[start of Input records]

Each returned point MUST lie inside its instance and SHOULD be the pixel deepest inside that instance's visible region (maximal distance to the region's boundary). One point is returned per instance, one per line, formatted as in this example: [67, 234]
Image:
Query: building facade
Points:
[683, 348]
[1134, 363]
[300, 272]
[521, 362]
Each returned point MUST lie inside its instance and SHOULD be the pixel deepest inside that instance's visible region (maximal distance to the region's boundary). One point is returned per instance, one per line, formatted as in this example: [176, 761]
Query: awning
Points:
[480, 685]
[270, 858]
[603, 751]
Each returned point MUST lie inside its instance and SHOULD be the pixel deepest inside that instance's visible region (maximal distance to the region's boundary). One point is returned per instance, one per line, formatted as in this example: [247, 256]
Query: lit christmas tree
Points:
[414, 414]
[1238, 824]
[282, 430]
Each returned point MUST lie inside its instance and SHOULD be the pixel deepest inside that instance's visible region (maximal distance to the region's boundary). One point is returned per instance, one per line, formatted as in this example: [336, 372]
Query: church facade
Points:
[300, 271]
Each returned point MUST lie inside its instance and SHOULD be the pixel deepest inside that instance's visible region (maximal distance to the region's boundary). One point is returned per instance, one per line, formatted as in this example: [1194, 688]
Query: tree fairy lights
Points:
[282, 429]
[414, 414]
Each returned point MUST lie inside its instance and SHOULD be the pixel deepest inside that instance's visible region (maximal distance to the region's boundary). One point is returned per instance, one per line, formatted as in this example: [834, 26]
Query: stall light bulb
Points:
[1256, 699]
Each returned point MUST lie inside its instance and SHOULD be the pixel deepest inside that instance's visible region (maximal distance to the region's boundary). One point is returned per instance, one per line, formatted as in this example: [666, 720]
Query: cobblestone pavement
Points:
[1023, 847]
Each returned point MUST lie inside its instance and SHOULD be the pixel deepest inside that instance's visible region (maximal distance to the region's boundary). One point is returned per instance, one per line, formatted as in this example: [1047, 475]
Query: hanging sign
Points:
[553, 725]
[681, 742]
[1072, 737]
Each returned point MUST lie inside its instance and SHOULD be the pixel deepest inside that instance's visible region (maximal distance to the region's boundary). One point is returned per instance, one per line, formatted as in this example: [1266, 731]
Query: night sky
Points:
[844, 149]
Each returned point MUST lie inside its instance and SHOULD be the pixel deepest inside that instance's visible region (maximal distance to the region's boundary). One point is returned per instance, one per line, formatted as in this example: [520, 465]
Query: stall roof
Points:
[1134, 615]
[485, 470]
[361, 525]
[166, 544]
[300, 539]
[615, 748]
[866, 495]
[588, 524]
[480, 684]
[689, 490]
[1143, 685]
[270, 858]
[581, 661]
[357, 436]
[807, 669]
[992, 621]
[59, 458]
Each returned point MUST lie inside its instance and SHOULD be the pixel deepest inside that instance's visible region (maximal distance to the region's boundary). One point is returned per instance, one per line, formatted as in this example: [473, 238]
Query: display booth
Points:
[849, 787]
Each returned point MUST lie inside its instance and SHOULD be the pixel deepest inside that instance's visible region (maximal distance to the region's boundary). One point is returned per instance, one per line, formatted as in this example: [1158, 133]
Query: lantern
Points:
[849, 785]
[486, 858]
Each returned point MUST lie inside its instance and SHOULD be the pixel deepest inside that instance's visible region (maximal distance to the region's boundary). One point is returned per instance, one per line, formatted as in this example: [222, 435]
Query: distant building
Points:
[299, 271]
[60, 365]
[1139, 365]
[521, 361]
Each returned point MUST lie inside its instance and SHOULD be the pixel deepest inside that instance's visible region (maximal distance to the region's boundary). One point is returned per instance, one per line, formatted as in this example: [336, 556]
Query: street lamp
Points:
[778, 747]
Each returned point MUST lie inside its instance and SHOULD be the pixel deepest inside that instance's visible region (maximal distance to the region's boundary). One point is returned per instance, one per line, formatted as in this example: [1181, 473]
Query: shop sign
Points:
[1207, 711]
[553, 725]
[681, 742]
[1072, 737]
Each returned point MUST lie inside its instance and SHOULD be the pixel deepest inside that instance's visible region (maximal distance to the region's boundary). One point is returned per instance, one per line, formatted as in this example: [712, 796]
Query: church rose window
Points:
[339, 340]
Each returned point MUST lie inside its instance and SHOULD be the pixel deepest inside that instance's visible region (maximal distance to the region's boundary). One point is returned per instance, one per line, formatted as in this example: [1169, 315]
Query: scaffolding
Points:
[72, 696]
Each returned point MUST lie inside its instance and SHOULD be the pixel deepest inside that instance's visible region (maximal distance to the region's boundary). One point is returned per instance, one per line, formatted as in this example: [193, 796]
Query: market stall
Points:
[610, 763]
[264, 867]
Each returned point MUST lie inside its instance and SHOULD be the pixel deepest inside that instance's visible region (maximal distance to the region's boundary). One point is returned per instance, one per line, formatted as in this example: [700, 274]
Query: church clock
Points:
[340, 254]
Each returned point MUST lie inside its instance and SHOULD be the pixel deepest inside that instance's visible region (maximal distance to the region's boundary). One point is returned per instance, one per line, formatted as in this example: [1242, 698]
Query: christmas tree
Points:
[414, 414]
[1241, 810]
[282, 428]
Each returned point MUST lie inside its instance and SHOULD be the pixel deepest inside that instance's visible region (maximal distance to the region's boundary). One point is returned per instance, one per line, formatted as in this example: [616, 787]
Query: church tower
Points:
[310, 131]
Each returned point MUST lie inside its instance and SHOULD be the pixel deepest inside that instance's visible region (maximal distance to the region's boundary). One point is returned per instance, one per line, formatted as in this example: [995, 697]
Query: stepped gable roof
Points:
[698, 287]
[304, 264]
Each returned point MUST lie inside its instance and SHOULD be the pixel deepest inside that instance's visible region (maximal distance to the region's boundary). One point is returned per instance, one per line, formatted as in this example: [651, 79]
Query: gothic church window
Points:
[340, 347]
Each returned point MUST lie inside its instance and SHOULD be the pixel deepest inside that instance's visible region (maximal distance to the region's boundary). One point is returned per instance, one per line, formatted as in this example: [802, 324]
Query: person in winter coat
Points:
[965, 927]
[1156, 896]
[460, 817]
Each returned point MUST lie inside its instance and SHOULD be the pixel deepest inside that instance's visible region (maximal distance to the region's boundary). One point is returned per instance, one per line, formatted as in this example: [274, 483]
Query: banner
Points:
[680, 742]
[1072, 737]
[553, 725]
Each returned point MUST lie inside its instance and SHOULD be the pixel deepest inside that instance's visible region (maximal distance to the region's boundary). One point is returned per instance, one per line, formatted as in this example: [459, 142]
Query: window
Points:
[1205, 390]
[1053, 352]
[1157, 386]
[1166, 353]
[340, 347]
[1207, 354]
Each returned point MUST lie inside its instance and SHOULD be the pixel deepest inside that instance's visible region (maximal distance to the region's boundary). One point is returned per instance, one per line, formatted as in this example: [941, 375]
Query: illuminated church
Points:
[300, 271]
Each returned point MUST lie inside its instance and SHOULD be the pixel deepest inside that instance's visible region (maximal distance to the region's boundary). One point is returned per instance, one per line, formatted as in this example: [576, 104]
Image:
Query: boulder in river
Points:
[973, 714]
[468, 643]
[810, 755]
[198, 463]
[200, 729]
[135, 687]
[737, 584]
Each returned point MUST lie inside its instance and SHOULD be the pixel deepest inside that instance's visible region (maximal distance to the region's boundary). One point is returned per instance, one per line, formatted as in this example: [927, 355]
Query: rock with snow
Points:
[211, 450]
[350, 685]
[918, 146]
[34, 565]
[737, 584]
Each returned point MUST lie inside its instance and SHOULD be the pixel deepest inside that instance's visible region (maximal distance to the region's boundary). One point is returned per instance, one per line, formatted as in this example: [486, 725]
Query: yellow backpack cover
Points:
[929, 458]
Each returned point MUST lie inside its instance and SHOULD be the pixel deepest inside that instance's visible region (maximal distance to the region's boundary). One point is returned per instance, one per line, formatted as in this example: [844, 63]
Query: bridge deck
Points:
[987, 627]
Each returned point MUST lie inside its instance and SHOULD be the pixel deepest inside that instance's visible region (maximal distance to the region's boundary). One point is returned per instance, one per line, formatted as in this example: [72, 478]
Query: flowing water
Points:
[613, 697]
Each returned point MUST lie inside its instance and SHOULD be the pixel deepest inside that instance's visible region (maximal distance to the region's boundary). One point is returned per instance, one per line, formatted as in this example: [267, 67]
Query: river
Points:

[end of Input records]

### The task
Quote everything from the start of the listing above down to the line containing "[1134, 363]", both ends included.

### Exercise result
Each returned point MUST lie inside its instance and SHOULD be the pixel deepest inside that instance's visible region (maximal distance to the region's boundary). One point is returned per instance, one per line, formatted as in this example: [67, 234]
Image:
Query: building facade
Points:
[683, 348]
[1134, 363]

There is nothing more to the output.